PROBLEM:
Please retype every entry as written, and keep the pictures out.

DATASET:
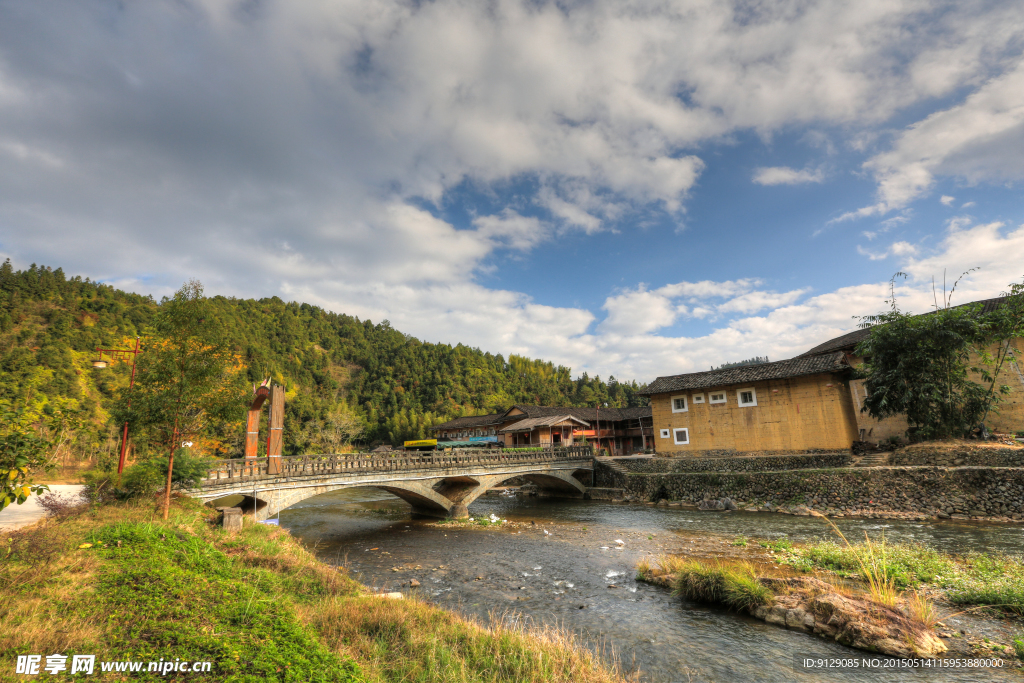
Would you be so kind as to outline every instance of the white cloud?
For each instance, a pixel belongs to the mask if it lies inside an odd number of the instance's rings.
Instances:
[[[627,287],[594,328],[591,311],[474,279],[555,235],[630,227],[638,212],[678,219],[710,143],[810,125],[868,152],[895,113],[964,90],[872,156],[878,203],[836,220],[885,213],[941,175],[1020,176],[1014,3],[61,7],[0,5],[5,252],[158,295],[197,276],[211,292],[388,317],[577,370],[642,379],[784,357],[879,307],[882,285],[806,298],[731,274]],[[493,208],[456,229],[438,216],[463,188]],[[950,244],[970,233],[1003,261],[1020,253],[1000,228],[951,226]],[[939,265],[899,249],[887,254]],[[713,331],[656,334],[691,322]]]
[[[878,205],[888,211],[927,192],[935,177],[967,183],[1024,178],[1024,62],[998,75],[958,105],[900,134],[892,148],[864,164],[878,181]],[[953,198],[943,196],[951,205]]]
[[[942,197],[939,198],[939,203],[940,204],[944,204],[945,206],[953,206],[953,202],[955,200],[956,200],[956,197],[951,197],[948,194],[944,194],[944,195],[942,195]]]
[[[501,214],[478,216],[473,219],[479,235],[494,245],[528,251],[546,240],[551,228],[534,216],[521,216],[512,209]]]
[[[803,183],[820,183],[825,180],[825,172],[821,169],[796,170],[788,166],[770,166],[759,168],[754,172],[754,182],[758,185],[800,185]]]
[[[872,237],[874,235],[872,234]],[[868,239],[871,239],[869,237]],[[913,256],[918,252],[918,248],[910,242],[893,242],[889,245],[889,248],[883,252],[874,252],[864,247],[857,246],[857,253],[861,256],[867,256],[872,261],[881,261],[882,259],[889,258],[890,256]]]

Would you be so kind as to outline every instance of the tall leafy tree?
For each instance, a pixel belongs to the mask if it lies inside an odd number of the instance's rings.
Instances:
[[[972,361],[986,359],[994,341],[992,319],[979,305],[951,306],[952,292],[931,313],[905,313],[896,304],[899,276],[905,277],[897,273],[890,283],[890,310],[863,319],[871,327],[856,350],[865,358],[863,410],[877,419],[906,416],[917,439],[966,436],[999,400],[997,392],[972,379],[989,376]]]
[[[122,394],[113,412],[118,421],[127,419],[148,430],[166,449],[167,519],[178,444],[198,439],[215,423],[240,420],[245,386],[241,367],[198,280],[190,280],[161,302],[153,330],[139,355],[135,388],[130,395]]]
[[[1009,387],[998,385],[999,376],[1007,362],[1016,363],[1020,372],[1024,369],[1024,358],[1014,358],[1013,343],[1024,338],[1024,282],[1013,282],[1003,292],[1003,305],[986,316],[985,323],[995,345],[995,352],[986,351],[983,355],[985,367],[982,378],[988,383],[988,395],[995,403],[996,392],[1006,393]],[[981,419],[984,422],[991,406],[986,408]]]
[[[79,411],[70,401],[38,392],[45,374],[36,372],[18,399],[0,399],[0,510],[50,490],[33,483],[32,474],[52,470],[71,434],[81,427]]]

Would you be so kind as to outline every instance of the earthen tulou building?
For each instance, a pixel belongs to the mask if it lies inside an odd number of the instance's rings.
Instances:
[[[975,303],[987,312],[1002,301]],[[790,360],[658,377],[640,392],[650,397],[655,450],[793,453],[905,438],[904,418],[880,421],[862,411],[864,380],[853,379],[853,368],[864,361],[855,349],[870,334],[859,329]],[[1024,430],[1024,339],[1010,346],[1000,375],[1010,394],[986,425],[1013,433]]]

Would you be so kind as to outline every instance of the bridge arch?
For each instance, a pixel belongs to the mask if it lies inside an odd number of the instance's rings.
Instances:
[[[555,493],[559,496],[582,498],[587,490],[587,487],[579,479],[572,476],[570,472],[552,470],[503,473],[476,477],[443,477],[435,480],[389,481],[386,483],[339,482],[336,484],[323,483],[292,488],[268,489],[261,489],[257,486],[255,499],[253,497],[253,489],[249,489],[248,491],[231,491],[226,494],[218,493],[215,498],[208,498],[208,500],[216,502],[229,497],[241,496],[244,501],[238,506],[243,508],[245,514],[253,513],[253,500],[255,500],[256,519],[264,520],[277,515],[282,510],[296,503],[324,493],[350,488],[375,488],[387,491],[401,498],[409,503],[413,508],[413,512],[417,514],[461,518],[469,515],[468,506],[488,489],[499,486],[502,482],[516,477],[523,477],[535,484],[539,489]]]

REPLY TO THE TASK:
Would you be so kind as to outline every instance of the white cloud?
For each instance, a pixel belongs to the mask if it lies inside an odd number of the instance's rings.
Instances:
[[[627,287],[594,328],[591,311],[474,279],[555,235],[630,227],[638,212],[678,219],[710,143],[810,125],[868,152],[895,113],[964,90],[872,156],[878,203],[836,220],[885,213],[941,175],[1020,176],[1014,3],[61,7],[0,5],[5,252],[158,295],[197,276],[211,292],[388,317],[577,370],[642,379],[784,357],[879,307],[882,285],[806,298],[731,274]],[[493,208],[456,229],[438,216],[463,188]],[[950,244],[970,233],[1003,261],[1020,253],[1000,228],[951,226]],[[939,265],[899,249],[887,254]],[[713,331],[656,334],[691,322]]]
[[[878,205],[888,211],[927,192],[935,177],[967,183],[1024,178],[1024,62],[998,75],[958,105],[900,134],[892,148],[864,164],[878,181]],[[953,198],[943,196],[951,205]]]
[[[942,197],[939,198],[939,203],[940,204],[944,204],[945,206],[953,206],[953,202],[955,200],[956,200],[956,197],[951,197],[948,194],[944,194],[944,195],[942,195]]]
[[[501,214],[478,216],[473,219],[479,235],[494,245],[528,251],[546,240],[551,228],[534,216],[521,216],[512,209]]]
[[[803,183],[820,183],[825,180],[825,172],[821,169],[796,170],[788,166],[770,166],[759,168],[754,172],[754,182],[758,185],[800,185]]]
[[[872,237],[874,235],[872,234]],[[868,239],[871,239],[869,237]],[[913,256],[918,252],[918,248],[910,242],[893,242],[889,245],[889,248],[883,252],[874,252],[864,247],[857,246],[857,253],[861,256],[867,256],[872,261],[881,261],[882,259],[889,258],[890,256]]]

Would you be so kind as to outline every instance of the tall leafy tree?
For each instance, a pixel belongs to the mask if it lies inside an odd number of the instance's rings.
Instances:
[[[972,361],[986,359],[994,341],[992,319],[979,305],[951,306],[952,292],[931,313],[905,313],[896,304],[899,276],[905,277],[897,273],[890,283],[890,310],[863,319],[871,327],[856,350],[865,358],[863,410],[877,419],[906,416],[917,439],[966,436],[999,400],[997,392],[972,379],[989,376]]]
[[[122,394],[113,412],[118,421],[127,419],[148,430],[166,449],[167,519],[178,444],[198,439],[215,423],[240,420],[245,386],[241,367],[198,280],[190,280],[161,302],[153,330],[139,355],[135,388],[130,395]]]
[[[1009,387],[998,385],[999,376],[1007,362],[1016,363],[1020,372],[1024,369],[1024,358],[1014,358],[1013,343],[1024,338],[1024,282],[1013,282],[1003,292],[1003,305],[986,316],[985,323],[995,345],[995,352],[986,351],[983,355],[985,367],[982,378],[988,383],[988,395],[995,403],[996,392],[1006,393]],[[981,419],[984,422],[991,406],[986,408]]]
[[[79,411],[70,401],[38,392],[45,374],[36,372],[18,399],[0,399],[0,510],[50,490],[33,483],[32,474],[52,470],[71,434],[81,427]]]

Would you be so kind as to outline every instance of the earthen tulou building?
For each instance, a pixel belongs to the mask if it lies inside an odd number of the instance's rings.
Instances:
[[[975,303],[987,312],[1002,301]],[[790,360],[658,377],[640,392],[650,397],[655,450],[793,453],[905,438],[904,418],[880,421],[862,411],[864,380],[853,379],[853,368],[864,361],[855,349],[870,334],[859,329]],[[1024,430],[1024,339],[1010,346],[1000,375],[1010,394],[986,425],[1013,433]]]

Would you be so kind as to outline every instance of the bridge arch?
For each instance, a pixel belongs to the mask if it lies inside an odd number of the instance's rings.
Instances:
[[[555,493],[559,496],[582,498],[587,490],[587,487],[579,479],[572,476],[570,472],[552,470],[503,473],[476,477],[443,477],[435,480],[389,481],[386,483],[339,482],[336,484],[323,483],[292,488],[268,489],[261,489],[257,486],[255,499],[253,497],[253,489],[249,489],[248,491],[231,491],[226,494],[218,493],[215,498],[208,498],[208,500],[216,502],[229,497],[241,496],[244,501],[238,506],[243,508],[245,514],[253,513],[253,500],[255,500],[256,519],[264,520],[277,515],[282,510],[296,503],[324,493],[350,488],[375,488],[387,491],[401,498],[409,503],[413,508],[413,512],[417,514],[461,518],[469,515],[468,506],[488,489],[499,486],[502,482],[516,477],[523,477],[535,484],[539,489]]]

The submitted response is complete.